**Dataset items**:
————————

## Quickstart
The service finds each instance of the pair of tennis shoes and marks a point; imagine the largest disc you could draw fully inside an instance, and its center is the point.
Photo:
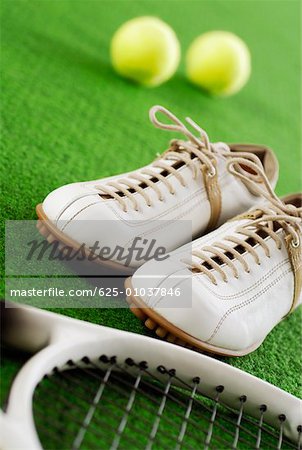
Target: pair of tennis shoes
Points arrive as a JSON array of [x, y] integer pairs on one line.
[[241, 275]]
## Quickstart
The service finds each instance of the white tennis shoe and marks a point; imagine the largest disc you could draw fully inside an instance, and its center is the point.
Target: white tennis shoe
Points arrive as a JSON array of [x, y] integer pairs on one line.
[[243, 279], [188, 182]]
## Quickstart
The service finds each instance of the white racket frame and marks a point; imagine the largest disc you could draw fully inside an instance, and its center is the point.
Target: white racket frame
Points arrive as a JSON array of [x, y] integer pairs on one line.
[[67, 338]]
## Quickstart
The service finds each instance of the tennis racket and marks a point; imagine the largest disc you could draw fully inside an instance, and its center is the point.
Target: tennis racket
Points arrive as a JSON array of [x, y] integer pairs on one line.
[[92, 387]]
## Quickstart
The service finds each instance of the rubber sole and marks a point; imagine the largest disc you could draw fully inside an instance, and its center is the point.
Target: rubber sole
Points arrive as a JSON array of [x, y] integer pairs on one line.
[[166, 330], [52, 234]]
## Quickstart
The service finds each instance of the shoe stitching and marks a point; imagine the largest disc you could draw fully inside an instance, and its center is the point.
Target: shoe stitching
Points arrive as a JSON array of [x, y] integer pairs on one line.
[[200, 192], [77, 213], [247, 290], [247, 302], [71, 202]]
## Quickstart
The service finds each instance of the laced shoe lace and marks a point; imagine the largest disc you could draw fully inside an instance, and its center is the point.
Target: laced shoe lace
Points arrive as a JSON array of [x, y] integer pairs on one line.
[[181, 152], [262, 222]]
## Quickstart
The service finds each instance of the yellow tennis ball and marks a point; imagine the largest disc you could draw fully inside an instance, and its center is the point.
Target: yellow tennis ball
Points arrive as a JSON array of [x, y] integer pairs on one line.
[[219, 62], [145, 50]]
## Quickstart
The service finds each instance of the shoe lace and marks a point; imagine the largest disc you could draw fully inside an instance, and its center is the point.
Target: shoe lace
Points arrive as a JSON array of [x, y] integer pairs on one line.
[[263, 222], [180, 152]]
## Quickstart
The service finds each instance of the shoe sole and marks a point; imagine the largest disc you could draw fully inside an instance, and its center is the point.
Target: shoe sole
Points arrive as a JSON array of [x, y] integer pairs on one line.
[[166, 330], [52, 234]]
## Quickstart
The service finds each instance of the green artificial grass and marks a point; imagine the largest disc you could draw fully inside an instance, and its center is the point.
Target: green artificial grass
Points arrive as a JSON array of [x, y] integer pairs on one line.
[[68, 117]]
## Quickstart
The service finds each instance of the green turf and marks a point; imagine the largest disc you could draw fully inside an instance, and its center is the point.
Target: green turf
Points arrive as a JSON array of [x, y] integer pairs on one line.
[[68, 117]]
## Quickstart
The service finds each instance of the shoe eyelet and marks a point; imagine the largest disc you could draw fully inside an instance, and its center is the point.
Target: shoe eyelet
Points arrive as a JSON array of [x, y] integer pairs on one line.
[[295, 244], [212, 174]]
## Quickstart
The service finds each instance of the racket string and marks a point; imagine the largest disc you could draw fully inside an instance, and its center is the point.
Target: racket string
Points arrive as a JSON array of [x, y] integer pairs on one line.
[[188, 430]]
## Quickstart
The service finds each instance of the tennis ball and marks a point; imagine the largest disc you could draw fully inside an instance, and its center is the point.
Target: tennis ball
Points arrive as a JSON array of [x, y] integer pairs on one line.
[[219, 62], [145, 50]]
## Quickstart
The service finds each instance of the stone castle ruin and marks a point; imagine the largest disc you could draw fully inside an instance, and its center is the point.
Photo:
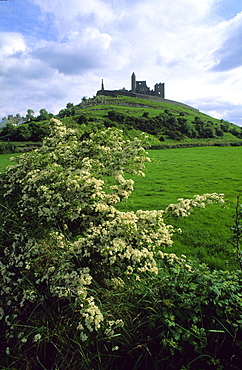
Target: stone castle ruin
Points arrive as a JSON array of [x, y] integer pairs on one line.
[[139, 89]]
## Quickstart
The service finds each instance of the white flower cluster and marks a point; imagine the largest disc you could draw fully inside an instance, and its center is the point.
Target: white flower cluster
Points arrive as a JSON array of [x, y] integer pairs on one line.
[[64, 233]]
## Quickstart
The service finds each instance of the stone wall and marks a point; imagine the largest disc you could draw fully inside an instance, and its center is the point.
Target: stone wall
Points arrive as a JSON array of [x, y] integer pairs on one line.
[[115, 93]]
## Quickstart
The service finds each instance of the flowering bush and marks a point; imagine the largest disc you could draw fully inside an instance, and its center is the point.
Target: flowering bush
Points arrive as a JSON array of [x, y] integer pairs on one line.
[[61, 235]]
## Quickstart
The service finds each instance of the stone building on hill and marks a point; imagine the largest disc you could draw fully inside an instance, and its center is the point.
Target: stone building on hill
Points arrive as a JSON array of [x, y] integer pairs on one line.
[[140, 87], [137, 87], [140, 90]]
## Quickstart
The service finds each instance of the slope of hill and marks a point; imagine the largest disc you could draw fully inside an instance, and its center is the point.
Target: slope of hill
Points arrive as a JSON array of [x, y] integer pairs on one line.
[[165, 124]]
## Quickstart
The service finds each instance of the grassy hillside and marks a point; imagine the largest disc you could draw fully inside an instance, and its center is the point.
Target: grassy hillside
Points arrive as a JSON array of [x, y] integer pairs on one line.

————————

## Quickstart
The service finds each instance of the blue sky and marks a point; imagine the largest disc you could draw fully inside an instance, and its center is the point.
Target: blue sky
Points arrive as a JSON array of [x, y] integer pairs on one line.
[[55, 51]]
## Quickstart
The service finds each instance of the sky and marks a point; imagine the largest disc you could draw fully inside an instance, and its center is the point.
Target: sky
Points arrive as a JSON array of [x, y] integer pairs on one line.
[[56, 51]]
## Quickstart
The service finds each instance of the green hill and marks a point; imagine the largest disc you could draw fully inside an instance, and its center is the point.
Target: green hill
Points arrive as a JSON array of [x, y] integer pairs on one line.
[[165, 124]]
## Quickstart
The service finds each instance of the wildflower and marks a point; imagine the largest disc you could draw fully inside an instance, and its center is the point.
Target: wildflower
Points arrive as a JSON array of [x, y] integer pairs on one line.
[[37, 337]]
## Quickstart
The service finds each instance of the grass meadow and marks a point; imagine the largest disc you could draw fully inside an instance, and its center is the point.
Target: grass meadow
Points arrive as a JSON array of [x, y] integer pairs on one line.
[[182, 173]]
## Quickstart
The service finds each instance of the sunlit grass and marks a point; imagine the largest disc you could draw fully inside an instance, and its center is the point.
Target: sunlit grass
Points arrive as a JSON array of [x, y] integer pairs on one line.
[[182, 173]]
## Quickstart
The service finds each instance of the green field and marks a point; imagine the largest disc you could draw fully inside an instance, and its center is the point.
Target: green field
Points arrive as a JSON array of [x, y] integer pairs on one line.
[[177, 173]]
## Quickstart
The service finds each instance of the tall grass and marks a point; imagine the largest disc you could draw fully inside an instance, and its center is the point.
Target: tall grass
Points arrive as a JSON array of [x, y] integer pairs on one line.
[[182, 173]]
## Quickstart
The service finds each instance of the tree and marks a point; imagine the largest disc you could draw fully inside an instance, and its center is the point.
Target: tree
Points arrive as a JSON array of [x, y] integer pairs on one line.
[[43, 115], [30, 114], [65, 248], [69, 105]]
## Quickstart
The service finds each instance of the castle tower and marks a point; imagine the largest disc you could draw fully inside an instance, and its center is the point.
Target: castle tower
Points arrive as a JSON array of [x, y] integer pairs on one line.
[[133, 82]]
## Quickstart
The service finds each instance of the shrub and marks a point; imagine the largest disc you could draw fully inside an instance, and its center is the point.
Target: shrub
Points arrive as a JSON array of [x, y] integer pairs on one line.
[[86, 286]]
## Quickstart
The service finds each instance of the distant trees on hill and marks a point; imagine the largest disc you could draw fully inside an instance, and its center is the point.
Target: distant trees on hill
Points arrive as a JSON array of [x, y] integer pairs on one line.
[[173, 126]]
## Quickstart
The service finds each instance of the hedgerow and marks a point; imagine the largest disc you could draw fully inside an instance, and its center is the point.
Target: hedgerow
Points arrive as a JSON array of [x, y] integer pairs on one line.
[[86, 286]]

————————

**PROMPT**:
The answer must consist of every line from the entries that holds the string "blue".

**SOLUTION FOR THIS TASK**:
The service finds each instance of the blue sky and marks a point; imagine the largest disc you could draw fully inside an instance, and its center is the point.
Target: blue sky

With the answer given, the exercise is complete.